Consigne donnée 1: Recopiez tout le passage de l'extrait sur l'affiche de Saint-Denis, depuis « Alors, heureux les » jusqu'à « vie est belle ! ».
Consigne donnée 2: D'après l'extrait sur l'affiche de Saint-Denis, à quelles dates la « 5e Journée mondiale des Pauvres » a-t-elle eu lieu ?

Extrait à lire:
···

Alors, heureux les pauvres ?

, par Jimmy Markoum

Ce matin, en chemin pour aller prendre mon café, je tombe nez à nez avec une énorme affiche placardée sur les grilles de la basilique. Je m’arrête, on est à Saint-Denis…un nouvel appel à manif’ ? Comment ça ? Je ne suis pas au courant ! Non, simplement l’info qu’on avait toutes et tous ratée : « Heureux les pauvres ! ».

Cette affiche, visiblement à l’initiative du diocèse de Saint-Denis, annonce la « 5e Journée mondiale des Pauvres » qui a eu lieu les 13 et 14 novembre derniers. Mais le message porté et la symbolique des images choisies sont au mieux maladroits, au pire une nouvelle manifestation d’une petite musique du temps.

Les pauvres, arrêtez de vous plaindre, la vie est belle !

Mais oui, applaudissons ! Pour une fois, nous sommes les champions toute catégorie. Non seulement, nous habitons le département le plus pauvre de France métropolitaine mais Saint-Denis fait encore mieux avec plus d’une personne sur trois en-dessous du seuil de pauvreté [1].

La pauvreté, c’est vachement sympa : les logements insalubres, les gens qui ne se font pas soigner par manque de moyens, les élèves qui n’ont parfois que la cantine du midi pour seul repas de la journée. Et puis, on sort d’une période tellement drôle avec des personnes qui ont littéralement baigné dans la mort pendant le confinement (la mortalité a été multipliée par presque 4 sur le territoire de Plaine Commune en mars-avril 2020 [2]).

···

Lignes de données:

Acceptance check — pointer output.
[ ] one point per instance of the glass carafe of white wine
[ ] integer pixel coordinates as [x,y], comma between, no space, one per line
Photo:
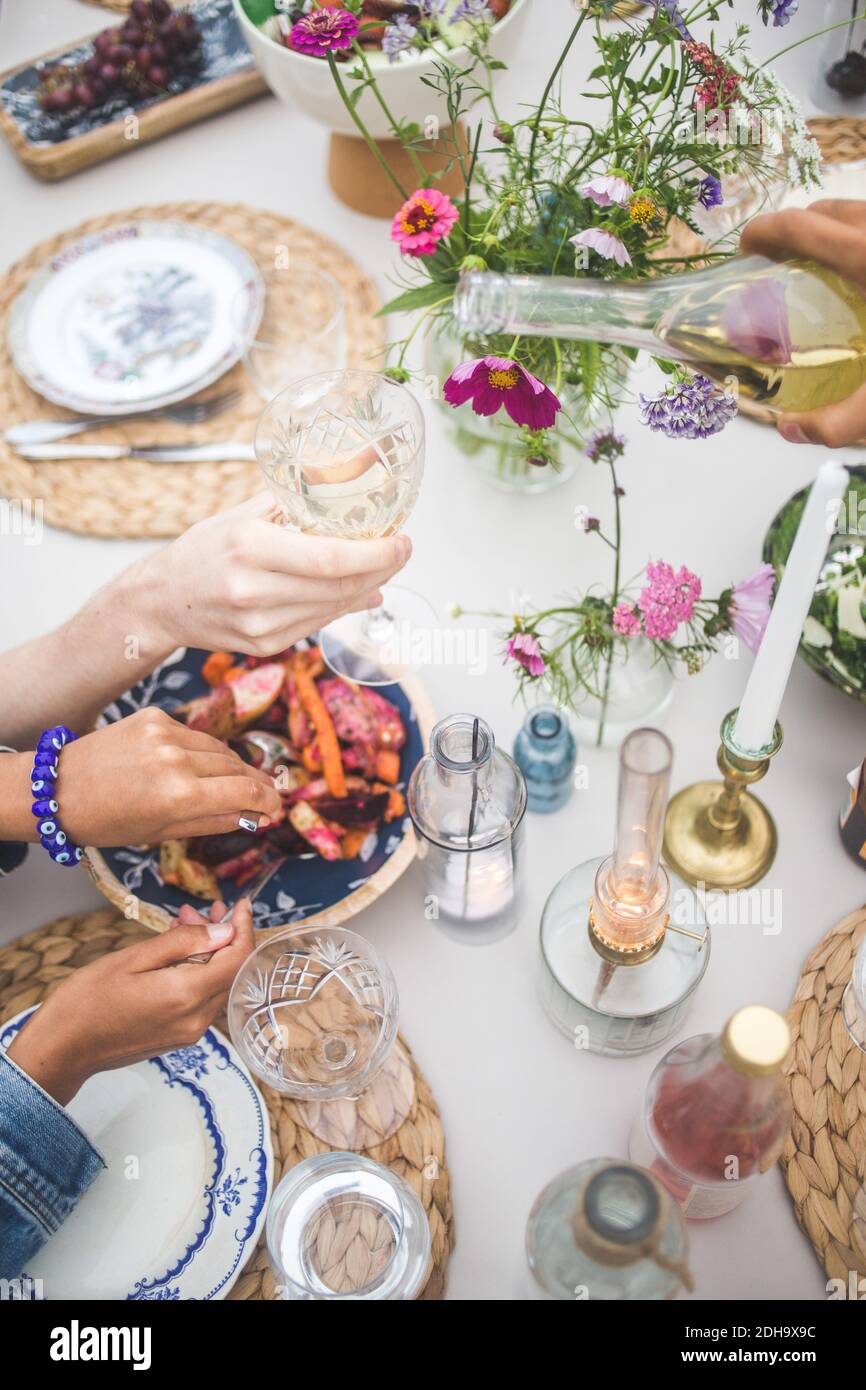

···

Réponse finale 1:
Alors, heureux les pauvres ?

, par Jimmy Markoum

Ce matin, en chemin pour aller prendre mon café, je tombe nez à nez avec une énorme affiche placardée sur les grilles de la basilique. Je m’arrête, on est à Saint-Denis…un nouvel appel à manif’ ? Comment ça ? Je ne suis pas au courant ! Non, simplement l’info qu’on avait toutes et tous ratée : « Heureux les pauvres ! ».

Cette affiche, visiblement à l’initiative du diocèse de Saint-Denis, annonce la « 5e Journée mondiale des Pauvres » qui a eu lieu les 13 et 14 novembre derniers. Mais le message porté et la symbolique des images choisies sont au mieux maladroits, au pire une nouvelle manifestation d’une petite musique du temps.

Les pauvres, arrêtez de vous plaindre, la vie est belle !

Réponse finale 2: Les 13 et 14 novembre.